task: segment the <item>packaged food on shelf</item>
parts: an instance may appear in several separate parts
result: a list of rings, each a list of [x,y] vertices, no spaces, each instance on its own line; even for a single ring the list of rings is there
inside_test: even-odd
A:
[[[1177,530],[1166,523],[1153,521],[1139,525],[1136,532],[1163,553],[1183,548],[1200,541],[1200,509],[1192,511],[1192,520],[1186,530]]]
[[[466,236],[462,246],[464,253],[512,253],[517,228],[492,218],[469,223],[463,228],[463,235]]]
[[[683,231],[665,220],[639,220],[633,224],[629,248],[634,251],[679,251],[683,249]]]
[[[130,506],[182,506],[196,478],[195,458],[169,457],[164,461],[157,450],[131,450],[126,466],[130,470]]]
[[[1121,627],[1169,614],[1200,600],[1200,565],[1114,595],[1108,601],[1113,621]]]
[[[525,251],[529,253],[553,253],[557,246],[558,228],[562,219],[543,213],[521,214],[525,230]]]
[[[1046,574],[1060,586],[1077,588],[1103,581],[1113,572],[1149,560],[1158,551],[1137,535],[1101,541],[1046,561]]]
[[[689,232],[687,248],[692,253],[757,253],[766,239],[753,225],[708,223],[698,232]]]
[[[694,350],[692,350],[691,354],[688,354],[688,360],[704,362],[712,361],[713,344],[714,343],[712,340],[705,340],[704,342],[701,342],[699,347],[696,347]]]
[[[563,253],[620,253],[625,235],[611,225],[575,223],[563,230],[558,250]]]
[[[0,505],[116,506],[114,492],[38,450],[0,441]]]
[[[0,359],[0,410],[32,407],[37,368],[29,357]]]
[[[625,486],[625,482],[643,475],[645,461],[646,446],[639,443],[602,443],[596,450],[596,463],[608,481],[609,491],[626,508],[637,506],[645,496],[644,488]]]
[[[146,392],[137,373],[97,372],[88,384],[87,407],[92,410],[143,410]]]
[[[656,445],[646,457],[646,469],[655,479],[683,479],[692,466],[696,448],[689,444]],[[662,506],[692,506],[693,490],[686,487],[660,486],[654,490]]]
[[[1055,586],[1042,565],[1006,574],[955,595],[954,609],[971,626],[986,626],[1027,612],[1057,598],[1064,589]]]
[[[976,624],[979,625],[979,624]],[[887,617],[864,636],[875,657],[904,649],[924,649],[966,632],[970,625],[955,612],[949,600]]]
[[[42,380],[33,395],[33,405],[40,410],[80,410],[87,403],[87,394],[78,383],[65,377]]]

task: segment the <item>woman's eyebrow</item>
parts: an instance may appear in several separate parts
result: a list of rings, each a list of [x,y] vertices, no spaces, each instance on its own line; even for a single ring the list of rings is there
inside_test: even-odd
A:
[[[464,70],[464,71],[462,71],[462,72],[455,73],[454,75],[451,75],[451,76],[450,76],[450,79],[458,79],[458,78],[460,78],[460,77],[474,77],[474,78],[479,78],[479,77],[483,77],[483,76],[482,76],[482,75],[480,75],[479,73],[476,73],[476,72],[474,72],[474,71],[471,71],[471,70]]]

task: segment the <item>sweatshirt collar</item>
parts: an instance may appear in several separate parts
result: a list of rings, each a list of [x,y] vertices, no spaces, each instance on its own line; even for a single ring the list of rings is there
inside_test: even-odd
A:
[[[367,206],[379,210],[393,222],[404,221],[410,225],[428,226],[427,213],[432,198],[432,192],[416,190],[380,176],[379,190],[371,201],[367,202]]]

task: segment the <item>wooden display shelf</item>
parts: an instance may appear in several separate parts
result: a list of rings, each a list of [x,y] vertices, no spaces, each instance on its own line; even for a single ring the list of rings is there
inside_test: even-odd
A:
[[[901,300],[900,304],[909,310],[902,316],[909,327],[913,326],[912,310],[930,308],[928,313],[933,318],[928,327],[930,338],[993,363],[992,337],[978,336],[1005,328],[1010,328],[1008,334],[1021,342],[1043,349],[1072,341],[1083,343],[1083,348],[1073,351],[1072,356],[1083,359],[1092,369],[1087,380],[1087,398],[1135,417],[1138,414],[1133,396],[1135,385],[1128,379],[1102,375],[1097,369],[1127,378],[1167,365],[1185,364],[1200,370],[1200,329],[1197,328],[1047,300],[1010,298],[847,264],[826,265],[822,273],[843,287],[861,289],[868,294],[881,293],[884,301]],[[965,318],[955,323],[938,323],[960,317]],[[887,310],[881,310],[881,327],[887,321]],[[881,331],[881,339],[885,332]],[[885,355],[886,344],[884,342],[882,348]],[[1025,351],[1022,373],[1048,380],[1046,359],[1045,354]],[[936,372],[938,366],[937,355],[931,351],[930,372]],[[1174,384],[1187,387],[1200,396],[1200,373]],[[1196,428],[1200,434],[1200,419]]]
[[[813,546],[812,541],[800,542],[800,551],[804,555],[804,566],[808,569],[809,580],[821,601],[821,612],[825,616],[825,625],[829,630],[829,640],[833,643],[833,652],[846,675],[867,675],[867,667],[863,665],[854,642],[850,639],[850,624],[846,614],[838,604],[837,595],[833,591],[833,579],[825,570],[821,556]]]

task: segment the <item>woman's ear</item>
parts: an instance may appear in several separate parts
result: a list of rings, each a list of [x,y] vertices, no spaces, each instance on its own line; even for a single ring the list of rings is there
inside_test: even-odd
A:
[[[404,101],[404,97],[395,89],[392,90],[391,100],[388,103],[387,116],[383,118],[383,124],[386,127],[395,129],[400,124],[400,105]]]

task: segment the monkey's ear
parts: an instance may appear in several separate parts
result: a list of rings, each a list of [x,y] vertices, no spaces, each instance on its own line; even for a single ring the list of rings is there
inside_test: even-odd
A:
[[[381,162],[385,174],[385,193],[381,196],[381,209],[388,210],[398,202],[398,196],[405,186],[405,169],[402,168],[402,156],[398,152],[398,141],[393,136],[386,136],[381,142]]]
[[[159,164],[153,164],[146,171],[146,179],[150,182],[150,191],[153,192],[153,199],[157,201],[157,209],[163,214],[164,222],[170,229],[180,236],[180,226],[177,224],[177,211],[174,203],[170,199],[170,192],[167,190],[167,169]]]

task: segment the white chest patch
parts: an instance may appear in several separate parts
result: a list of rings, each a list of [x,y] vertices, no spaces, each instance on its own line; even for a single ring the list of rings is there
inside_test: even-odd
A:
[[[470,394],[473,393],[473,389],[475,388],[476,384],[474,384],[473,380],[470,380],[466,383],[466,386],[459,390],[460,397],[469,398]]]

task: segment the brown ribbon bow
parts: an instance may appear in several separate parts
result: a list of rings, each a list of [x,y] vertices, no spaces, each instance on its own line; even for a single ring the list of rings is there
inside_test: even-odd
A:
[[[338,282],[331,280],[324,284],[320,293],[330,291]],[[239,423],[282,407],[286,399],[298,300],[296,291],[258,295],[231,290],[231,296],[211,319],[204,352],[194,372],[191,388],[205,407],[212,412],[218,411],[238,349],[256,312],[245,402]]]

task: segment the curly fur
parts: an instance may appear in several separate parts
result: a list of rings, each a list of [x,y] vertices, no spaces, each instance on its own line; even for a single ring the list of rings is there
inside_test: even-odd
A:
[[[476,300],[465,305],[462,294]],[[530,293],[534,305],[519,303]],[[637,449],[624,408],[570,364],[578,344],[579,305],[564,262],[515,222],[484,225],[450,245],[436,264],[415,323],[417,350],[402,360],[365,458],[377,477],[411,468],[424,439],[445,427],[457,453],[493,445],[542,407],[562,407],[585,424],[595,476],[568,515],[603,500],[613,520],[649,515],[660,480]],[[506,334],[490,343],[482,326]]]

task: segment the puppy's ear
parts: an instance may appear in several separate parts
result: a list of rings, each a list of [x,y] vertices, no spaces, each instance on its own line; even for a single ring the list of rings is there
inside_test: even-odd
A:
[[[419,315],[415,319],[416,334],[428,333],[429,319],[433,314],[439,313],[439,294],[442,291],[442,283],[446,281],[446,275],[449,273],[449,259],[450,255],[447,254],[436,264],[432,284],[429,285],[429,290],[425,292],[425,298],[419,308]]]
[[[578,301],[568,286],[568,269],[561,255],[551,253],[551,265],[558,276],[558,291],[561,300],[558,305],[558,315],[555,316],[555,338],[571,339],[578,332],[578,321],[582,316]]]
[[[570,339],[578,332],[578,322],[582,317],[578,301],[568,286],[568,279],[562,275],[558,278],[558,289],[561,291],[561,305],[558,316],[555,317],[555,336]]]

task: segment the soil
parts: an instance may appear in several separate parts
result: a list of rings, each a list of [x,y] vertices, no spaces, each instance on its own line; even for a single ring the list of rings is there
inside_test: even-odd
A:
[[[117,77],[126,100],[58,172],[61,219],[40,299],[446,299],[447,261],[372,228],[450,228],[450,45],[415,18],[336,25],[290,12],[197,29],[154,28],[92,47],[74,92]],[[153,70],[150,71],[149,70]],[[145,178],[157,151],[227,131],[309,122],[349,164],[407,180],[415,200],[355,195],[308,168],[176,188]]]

+ + + +

Copy out the lines of the data where the word "woman" can be found.

task: segment the <item>woman's eyebrow</item>
task: segment the <item>woman's ear</item>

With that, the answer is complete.